Document extract:
-- begin --
All posts made the week commencing Sunday 23 Mar., 2003:

National Statistics Social Capital project: UK government papers and ongoing work on social capital. Much goodness.

Trying to remember where I saw an article about redesigning calculator user interfaces... Parts I recall: Removing the '=' key and moving to an RPN-ish stack. Using '+', '-', 'x' and a kind of reverse-multiply as single-press buttons (all for integer based maths). Another set of four keys provided more complicated functionality. Using little triangles at the top to indicate whether the number is negative, or at the bottom for a decimal point. Has anyone else seen this?

Asking because of a create-a-calculate competition. What I've already tried: Installing Blogsearch to search my local www copse. No beans.

Social Capital: A Discussion Paper [pdf] (by the Cabinet Office, part of UK government) covers the concept of social capital, as popularised by Robert Putnam. There are four main topics covered: what social capital is and why it matters; what evidence there is and what the consequences are; the future trends of social capital in the UK; what the government can do to influence this. It's short (ish) and easy to read. And there's a brilliant graph in the introduction: The Exponential Growth in References to Social Capital in the Academic Literature, 1985-2000.

And later in the paper, when discussing possible ideas to stimulate social capital, there's this (paragraph 169): "Mobile telephones could have emergency help keys or codes that would activate the nearest five phones to indicate the holder is in trouble and needs assistance".

See also: my notes on the Cabinet Office document; another review of Social Capital: A Discussion Paper.

Here's the plan. Special double-length car numberplates that cause a buffer overflow when read by the Automatic Number Plate Recognition system and let us place a back door into the Congestion Charge central computers. Then we can control all of London's traffic!

Related: Subverting CCTV and facial recognition by wearing, infront of the cameras, specially constructed tribal masks that don't correspond to the expected parameters for face characteristics (eg, a nose a precise amount longer than normal that overflows the nose-length buffer and writes code into an executable area).

Three book reviews:

  1. Diaspora by Greg Egan (at I read this in two days. At the end of the first day I didn't want to put it down. The only reason I did was because the book had peaked, it'd snuck ideas into my head that I didn't know I could have, so I stopped reading because I couldn't think any more. This is a book about what it means to be human, what it means to be alive, and the nature of distance. On the second day, I finished the book in the morning. Egan has the concept of bridgers -- a long chain of translators, each pair having a way to communicate, so two mutually unintelligible ends are bridged, able to communicate. That's what day two was: extending the bridge of consciousness, of being human, of being itself. Stretching to extremes these things, probing in all directions to distill being to its purest form. By the end I was shattered, emotionally exhausted. I could barely talk for the rest of the weekend. And my conception of what's important about us, what makes us human, real, what loss means; these things have all changed.
-- end --
Data excerpt:
-- begin --
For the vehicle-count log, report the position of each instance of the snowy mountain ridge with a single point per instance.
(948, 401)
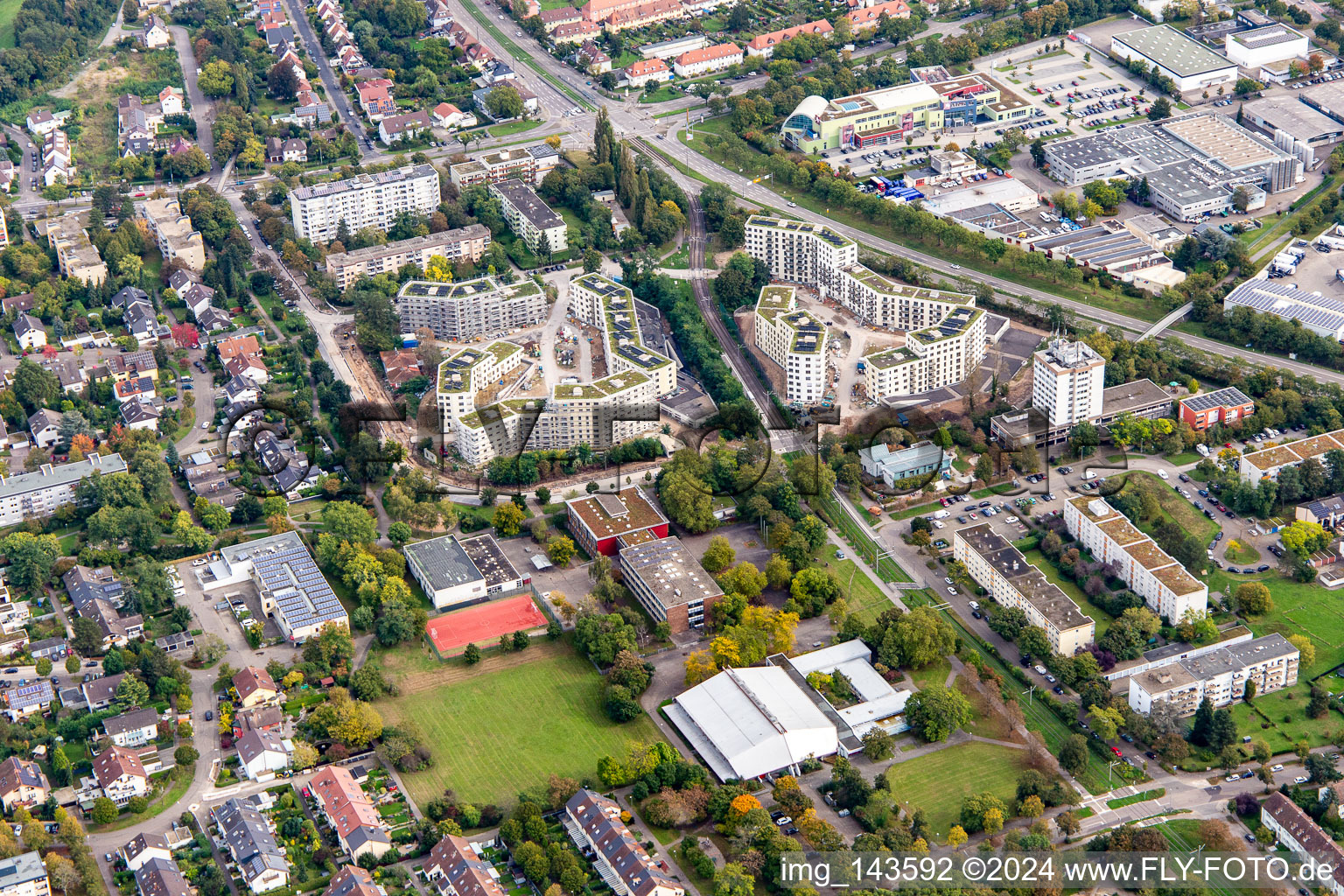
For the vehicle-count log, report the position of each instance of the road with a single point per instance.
-- end --
Tasks to perform:
a) In the blog archive, which paragraph number of the Cabinet Office paper holds the idea of mobile phone emergency help keys?
b) List the four main topics that the blog archive says the Cabinet Office discussion paper on social capital covers.
c) Continue the blog archive from its last sentence.

Answers in order:
a) Paragraph 169.

b)
- What social capital is and why it matters
- What evidence there is and what the consequences are
- The future trends of social capital in the UK
- What the government can do to influence this

c)
  2. All Families are Psychotic by Douglas Coupland (at In a way Coupland's as sci-fi as any of the greats: take a world like our own, perturb it in a single, controlled way, and see what happens. Girlfriend in a Coma, which I loved, was the extreme of that. But where the worlds in previous books in which the event occurs have been as close to normality as possible, this one represents a shift. The point of a story is that there's a story worth telling. So All Families are Psychotic doesn't go out of its way to shout that it's a book. It doesn't need to... because it's definitely a story worth telling. That's a step forward, I think. And Coupland's themes - that people are always just people, what happens when people encounter magic - are still there. But this is all just a bridge to what happens after the book, which is all in your head, and where the best things happen.
  3. The Structure of Scientific Revolutions by Thomas Kuhn (at It's not really possible to say as I'm 20 pages and less than a single chapter into the book. But judging by the oohs and ahs to the fireworks those 20 pages have already set off in my brain, it's going to be a good one. In fact, it's best descibed by one of Kuhn's points: that a new discovery doesn't just stand as an addition but instead, the discovery has had its effect when "[the scientific community has] altered its conception of entities which which it has long been familiar, and, in the process, shifted the network of theory through which it deals which the world".

I'm idea foraging. The above are placed as landmarks.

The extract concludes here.